Written task:
List each line of the material below that contains the string "slope".

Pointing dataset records
━━━━━━━━━━
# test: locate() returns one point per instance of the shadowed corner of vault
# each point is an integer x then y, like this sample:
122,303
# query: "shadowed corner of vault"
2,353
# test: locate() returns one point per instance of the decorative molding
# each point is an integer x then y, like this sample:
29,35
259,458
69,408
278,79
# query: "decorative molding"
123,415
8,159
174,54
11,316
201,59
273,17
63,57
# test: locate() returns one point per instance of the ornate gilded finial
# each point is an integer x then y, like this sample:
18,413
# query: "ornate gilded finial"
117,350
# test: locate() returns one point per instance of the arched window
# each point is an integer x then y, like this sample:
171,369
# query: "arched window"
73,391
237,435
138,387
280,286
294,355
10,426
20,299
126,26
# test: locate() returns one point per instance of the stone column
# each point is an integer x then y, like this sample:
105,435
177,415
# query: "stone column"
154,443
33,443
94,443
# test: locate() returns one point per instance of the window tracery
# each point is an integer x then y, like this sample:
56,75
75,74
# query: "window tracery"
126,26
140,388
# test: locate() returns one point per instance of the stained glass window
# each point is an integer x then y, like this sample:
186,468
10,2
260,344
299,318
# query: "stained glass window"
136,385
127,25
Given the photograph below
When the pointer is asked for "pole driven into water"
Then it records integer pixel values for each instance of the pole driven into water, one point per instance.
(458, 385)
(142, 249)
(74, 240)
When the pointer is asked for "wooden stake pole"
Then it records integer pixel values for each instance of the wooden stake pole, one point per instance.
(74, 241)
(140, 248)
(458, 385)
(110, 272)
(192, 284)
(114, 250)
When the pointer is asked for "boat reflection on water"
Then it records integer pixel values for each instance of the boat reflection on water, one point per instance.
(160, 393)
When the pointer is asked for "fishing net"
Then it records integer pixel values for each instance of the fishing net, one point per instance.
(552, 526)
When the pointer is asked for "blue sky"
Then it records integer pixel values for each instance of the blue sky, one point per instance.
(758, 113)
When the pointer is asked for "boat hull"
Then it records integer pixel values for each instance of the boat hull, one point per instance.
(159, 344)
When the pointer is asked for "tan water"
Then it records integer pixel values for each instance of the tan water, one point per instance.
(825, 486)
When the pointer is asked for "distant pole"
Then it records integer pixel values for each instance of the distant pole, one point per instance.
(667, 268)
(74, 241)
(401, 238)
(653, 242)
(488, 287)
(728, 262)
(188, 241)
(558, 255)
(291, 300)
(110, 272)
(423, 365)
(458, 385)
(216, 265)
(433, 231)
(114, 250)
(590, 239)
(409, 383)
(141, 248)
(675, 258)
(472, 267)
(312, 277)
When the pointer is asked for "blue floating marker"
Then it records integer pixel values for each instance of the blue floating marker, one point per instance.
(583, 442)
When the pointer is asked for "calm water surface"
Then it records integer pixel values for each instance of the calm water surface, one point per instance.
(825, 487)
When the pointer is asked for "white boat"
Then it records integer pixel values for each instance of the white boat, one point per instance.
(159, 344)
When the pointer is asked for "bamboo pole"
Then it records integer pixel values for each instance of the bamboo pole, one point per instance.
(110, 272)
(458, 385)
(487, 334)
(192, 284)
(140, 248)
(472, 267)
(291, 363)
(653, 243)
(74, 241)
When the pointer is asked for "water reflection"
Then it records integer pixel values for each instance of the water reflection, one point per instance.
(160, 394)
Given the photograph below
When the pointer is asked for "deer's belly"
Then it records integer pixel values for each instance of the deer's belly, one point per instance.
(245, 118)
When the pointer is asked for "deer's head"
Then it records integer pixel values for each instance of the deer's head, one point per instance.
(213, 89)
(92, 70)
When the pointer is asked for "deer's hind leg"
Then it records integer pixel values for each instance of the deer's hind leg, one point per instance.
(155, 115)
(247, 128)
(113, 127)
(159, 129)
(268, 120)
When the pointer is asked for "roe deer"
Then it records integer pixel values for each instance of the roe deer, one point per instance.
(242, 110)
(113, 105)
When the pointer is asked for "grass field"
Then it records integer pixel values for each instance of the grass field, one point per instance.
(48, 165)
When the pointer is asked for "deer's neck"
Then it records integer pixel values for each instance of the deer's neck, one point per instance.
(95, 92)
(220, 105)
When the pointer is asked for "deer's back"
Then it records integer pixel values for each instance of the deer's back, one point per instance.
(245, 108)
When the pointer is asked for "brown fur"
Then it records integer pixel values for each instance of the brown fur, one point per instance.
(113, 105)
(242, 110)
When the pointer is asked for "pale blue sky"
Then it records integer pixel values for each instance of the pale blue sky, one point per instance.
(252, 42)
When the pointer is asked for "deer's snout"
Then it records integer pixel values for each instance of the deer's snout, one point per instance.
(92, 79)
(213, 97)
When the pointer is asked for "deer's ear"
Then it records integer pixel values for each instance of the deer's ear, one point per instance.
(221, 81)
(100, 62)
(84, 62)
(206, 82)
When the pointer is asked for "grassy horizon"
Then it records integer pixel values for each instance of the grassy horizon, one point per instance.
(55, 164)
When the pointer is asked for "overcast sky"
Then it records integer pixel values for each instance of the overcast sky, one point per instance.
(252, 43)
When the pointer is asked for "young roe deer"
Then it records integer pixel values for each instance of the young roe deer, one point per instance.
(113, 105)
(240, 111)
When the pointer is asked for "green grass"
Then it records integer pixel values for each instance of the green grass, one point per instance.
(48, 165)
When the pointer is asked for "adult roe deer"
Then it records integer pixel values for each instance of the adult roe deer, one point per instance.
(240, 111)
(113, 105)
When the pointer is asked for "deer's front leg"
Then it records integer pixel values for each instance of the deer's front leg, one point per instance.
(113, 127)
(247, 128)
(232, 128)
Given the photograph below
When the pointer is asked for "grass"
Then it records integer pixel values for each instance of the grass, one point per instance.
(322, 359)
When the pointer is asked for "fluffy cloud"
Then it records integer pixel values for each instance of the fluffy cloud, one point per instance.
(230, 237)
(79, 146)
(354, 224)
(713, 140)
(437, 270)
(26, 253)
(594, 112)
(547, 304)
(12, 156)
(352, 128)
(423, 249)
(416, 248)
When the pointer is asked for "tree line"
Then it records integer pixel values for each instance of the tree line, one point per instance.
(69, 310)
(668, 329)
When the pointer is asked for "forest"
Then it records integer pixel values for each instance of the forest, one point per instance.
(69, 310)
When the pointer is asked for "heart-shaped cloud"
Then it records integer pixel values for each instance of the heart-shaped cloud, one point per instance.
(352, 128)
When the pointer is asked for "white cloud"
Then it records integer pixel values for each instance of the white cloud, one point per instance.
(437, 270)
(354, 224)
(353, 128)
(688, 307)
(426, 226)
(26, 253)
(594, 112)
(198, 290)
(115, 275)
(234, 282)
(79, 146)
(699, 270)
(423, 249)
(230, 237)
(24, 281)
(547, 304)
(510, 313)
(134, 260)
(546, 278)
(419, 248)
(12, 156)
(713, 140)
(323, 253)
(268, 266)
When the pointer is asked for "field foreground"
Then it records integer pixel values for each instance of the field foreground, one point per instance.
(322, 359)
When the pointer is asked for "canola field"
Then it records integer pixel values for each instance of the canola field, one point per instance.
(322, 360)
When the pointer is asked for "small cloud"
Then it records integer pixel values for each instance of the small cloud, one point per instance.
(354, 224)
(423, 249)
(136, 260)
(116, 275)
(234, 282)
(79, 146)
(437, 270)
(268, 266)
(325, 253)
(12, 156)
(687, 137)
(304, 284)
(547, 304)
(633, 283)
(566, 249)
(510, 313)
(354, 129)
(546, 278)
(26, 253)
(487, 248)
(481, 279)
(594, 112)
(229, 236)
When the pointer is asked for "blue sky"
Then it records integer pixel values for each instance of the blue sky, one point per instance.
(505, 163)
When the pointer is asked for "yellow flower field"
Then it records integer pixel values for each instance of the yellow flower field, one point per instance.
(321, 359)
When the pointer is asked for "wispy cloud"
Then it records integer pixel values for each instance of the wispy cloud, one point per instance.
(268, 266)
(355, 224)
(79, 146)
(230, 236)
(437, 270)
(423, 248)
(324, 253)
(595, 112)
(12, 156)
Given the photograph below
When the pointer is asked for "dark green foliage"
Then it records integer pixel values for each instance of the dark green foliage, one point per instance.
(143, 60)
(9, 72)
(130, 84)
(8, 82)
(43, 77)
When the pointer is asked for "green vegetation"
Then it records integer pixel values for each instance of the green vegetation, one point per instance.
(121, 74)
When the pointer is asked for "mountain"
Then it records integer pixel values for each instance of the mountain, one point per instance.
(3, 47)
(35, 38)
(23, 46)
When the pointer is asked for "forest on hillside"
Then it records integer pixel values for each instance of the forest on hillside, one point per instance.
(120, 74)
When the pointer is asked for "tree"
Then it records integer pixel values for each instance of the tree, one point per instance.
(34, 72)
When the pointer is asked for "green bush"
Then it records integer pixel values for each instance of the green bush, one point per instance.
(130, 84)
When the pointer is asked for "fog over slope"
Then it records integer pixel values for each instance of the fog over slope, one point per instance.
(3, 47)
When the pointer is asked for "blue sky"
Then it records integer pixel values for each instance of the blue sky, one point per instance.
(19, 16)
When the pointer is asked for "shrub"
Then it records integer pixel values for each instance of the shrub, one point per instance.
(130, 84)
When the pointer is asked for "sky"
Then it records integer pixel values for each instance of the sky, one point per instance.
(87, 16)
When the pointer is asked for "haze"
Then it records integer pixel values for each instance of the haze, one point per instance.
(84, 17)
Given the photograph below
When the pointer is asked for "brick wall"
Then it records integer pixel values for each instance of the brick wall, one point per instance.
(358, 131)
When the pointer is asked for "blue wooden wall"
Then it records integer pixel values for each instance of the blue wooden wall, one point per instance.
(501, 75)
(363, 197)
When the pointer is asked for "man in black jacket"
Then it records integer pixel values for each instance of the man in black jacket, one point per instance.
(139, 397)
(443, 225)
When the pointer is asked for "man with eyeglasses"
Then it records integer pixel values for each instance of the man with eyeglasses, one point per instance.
━━━━━━━━━━
Right answer:
When the pointer is asked for "fog over slope"
Then it records integer pixel values for each instance of the fog over slope, one point per instance.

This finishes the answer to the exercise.